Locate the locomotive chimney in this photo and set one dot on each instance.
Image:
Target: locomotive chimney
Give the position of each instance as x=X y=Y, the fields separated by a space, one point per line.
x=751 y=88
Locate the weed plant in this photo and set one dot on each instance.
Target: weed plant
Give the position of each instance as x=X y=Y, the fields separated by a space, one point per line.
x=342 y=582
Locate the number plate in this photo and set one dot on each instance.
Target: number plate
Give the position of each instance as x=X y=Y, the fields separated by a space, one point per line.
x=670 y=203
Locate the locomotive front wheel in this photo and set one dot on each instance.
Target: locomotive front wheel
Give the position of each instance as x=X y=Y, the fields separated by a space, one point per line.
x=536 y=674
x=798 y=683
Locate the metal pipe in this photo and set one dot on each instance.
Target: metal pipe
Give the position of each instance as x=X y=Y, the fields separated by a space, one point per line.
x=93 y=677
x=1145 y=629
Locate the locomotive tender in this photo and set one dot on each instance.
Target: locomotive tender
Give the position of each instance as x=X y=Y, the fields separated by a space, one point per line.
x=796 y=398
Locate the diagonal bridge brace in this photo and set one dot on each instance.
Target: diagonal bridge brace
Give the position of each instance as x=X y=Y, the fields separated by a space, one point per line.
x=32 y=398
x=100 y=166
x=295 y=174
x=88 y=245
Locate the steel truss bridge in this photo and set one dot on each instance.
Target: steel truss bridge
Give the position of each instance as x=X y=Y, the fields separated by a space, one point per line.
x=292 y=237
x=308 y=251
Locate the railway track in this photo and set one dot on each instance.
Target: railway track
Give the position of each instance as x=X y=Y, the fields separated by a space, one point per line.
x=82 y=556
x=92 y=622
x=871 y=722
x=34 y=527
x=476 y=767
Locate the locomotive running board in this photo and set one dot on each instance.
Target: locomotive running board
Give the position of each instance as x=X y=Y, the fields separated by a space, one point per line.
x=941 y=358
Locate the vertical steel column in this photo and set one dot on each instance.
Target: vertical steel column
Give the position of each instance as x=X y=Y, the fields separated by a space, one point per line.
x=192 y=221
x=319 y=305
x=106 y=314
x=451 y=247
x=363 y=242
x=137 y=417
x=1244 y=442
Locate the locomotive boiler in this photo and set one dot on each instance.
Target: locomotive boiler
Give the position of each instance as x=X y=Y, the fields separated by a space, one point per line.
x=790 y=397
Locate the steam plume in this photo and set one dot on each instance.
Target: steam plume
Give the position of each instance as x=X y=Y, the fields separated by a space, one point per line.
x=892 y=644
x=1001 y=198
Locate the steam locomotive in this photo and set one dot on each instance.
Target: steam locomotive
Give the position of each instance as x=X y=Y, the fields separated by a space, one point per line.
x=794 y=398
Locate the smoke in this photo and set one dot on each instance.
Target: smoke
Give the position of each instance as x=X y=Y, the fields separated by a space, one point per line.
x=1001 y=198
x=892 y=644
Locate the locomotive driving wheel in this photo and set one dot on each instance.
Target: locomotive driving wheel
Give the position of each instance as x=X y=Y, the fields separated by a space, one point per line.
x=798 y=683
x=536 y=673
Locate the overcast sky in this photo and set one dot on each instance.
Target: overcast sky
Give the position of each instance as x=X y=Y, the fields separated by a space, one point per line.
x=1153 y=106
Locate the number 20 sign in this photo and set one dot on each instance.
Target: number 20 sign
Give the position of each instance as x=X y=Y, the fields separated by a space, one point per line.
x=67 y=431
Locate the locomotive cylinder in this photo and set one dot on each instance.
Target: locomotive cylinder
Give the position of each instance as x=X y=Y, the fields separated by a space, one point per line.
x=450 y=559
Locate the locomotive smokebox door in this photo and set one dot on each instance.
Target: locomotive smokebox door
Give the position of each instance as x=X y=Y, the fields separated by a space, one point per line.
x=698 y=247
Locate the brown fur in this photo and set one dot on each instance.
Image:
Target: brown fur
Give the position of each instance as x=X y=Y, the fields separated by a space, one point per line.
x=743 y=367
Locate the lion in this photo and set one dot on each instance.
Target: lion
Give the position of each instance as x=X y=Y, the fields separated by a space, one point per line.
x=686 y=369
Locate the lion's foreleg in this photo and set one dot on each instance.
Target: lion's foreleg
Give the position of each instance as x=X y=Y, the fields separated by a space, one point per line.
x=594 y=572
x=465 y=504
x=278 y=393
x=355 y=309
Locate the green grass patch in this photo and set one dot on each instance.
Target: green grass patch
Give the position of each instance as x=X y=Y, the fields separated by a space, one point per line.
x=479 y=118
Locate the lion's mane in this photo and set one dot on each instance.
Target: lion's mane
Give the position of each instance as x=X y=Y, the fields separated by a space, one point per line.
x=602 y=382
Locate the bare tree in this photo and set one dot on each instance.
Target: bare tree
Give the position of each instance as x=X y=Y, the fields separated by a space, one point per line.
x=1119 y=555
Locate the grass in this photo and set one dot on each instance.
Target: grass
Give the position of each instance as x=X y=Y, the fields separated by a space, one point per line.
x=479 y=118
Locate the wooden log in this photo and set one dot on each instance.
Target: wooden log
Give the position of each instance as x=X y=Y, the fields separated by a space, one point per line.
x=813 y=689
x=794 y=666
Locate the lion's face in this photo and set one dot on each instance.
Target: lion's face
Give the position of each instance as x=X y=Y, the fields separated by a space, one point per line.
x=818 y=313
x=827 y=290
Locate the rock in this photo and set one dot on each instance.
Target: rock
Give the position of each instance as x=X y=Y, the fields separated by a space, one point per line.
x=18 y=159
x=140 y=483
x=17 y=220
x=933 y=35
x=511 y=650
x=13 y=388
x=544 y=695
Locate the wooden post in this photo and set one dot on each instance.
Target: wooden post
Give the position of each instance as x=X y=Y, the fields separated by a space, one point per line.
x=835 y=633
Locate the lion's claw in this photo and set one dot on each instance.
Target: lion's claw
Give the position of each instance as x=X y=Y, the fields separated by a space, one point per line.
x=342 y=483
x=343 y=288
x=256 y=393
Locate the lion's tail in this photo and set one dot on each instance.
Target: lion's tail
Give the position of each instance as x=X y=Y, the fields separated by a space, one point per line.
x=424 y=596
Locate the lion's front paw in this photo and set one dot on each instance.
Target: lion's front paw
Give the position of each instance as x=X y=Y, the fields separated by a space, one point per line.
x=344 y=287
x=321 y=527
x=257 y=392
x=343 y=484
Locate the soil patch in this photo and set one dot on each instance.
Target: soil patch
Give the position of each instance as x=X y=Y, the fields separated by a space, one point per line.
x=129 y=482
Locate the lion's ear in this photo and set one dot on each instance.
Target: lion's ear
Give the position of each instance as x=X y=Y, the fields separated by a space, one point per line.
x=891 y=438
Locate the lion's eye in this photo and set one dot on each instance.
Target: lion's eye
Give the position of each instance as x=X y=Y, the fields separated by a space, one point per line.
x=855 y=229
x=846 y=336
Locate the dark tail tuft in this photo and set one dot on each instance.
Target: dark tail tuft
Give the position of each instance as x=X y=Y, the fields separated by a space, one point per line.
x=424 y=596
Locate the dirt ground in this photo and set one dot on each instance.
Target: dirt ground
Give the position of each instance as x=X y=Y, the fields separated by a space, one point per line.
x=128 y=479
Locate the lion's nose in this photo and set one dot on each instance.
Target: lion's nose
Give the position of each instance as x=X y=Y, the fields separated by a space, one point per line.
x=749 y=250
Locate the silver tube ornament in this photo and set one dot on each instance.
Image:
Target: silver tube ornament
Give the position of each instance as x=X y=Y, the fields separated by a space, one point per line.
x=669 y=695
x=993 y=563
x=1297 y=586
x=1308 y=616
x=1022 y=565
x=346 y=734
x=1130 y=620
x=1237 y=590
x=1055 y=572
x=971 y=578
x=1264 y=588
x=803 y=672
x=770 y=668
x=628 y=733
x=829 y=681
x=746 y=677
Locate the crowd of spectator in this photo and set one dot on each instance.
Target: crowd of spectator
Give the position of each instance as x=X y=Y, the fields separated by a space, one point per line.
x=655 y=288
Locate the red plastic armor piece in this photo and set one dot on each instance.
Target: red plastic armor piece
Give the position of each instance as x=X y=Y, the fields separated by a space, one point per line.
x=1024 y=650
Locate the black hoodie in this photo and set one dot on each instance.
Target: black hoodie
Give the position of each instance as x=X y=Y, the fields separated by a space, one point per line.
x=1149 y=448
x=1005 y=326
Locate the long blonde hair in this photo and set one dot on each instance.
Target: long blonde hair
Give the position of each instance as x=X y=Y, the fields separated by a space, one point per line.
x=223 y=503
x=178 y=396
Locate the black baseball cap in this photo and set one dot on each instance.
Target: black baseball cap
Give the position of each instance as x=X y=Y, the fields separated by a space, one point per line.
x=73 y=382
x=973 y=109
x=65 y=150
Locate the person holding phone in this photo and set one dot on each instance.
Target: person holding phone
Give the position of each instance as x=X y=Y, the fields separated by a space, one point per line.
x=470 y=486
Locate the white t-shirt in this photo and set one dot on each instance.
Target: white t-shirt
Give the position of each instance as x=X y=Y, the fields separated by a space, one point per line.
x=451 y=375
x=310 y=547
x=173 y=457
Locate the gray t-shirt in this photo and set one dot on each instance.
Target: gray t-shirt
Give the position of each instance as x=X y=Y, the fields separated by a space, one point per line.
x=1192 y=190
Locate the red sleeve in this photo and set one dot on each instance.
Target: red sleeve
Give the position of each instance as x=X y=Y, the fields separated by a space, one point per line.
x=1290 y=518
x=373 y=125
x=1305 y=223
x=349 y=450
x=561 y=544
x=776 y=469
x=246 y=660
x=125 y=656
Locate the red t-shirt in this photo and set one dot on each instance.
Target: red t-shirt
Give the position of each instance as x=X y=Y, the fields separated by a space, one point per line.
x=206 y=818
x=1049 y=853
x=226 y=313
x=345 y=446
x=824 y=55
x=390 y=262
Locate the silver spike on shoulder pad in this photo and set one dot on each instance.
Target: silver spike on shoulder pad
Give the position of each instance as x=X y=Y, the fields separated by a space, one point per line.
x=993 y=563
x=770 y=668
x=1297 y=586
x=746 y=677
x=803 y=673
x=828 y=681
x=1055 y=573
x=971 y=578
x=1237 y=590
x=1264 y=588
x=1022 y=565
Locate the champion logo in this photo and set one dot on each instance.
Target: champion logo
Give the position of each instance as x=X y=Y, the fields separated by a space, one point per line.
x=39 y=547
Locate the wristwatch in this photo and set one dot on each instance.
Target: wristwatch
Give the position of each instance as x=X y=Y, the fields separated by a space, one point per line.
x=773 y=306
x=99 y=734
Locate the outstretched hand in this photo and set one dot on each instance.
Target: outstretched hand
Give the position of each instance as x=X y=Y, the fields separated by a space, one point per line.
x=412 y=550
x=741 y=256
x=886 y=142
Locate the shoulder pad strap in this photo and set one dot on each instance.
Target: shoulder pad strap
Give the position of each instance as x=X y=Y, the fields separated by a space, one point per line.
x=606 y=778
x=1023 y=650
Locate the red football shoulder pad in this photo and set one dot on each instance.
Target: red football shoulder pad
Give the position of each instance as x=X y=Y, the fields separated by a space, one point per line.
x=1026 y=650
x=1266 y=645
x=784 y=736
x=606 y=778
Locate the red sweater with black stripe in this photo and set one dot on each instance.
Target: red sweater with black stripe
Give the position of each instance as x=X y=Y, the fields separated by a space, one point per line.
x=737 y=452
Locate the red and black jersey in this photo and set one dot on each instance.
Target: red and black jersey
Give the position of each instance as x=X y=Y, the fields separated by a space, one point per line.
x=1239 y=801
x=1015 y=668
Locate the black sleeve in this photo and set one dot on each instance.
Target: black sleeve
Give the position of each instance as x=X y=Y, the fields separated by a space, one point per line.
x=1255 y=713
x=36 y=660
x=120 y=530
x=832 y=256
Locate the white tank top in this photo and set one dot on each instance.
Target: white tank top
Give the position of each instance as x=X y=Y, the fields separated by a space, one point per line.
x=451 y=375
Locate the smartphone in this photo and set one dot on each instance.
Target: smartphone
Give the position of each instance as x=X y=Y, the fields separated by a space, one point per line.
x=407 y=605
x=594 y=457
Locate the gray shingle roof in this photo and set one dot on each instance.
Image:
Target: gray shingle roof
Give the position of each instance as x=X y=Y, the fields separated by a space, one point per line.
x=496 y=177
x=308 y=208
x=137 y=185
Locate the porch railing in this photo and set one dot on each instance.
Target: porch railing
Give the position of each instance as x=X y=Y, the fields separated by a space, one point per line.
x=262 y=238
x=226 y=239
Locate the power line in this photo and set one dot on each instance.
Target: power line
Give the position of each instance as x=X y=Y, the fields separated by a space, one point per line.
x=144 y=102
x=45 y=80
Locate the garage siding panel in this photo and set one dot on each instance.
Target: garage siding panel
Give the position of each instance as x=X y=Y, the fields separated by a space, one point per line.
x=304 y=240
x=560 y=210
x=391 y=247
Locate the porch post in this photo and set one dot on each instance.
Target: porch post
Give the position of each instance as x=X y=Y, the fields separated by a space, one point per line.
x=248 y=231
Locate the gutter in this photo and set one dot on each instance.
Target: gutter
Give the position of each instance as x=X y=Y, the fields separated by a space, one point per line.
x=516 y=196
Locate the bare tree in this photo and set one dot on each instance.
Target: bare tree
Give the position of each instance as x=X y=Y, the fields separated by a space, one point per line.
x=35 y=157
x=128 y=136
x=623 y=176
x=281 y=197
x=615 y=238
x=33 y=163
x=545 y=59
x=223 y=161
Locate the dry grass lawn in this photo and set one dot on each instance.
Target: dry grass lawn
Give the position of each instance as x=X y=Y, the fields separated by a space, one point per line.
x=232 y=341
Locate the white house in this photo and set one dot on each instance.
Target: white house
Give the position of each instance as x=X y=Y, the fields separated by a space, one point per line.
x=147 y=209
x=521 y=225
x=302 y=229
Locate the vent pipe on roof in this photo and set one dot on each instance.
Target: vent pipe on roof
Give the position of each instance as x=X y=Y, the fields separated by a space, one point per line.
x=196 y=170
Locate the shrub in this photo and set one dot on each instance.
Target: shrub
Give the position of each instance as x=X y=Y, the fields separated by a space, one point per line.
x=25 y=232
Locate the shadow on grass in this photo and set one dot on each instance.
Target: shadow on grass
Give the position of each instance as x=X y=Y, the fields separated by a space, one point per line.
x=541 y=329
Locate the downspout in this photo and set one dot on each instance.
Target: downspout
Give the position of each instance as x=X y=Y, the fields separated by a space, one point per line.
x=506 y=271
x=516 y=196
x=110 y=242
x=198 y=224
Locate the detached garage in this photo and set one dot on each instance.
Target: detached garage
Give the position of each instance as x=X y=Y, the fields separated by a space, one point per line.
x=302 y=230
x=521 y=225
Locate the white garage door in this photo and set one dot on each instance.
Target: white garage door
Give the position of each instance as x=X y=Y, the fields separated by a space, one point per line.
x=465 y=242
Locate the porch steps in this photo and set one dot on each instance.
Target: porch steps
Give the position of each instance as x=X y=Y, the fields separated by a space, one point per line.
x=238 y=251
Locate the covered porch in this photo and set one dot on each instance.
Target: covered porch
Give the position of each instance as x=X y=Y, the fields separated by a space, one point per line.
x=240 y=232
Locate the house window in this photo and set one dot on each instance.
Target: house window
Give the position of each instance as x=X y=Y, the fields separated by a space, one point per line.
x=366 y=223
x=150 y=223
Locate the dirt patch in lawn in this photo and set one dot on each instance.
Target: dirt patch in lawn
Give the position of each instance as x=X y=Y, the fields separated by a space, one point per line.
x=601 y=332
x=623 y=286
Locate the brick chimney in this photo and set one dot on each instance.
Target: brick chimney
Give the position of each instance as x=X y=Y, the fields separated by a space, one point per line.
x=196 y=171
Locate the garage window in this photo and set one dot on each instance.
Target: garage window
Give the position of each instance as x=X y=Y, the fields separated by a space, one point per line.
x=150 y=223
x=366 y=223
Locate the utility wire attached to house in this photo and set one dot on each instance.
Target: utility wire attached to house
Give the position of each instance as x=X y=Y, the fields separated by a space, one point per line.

::::

# [Directions for this task]
Looking back over the data above, restate word for word the lines that begin at the line with "Target: white house" and end at the line with "Locate the white garage", inclusive.

# [Result below]
Target: white house
Give the position of each instance as x=X y=Y, the fields separated by a space, one point per line.
x=147 y=209
x=521 y=225
x=302 y=229
Locate the vent pipe on roof in this photo and set one dot on each instance.
Target: vent pipe on roof
Give the position of each instance as x=X y=Y, the fields separated by a space, one point per line.
x=196 y=170
Locate the shrub in this photo and set one dot on each instance.
Target: shrub
Give the position of each instance as x=X y=Y, the fields separated by a space, one point per line.
x=25 y=232
Locate the shadow on grass in this photo and set one dot on each instance.
Target: shadow on grass
Give the position of each instance as x=X y=Y, the fields separated by a space, one point per line.
x=541 y=329
Locate the downspout in this photo and set one dot on each instance.
Target: downspout
Give the position of each instance as x=X y=Y, the fields separated by a space, one point per line.
x=506 y=271
x=516 y=196
x=110 y=242
x=198 y=224
Locate the detached garage in this photo and set one dot on each instance.
Target: detached garage
Give the position of each instance as x=X y=Y, the fields separated by a space, one point per line.
x=302 y=230
x=521 y=225
Locate the white garage door in this photo and set one dot on each instance.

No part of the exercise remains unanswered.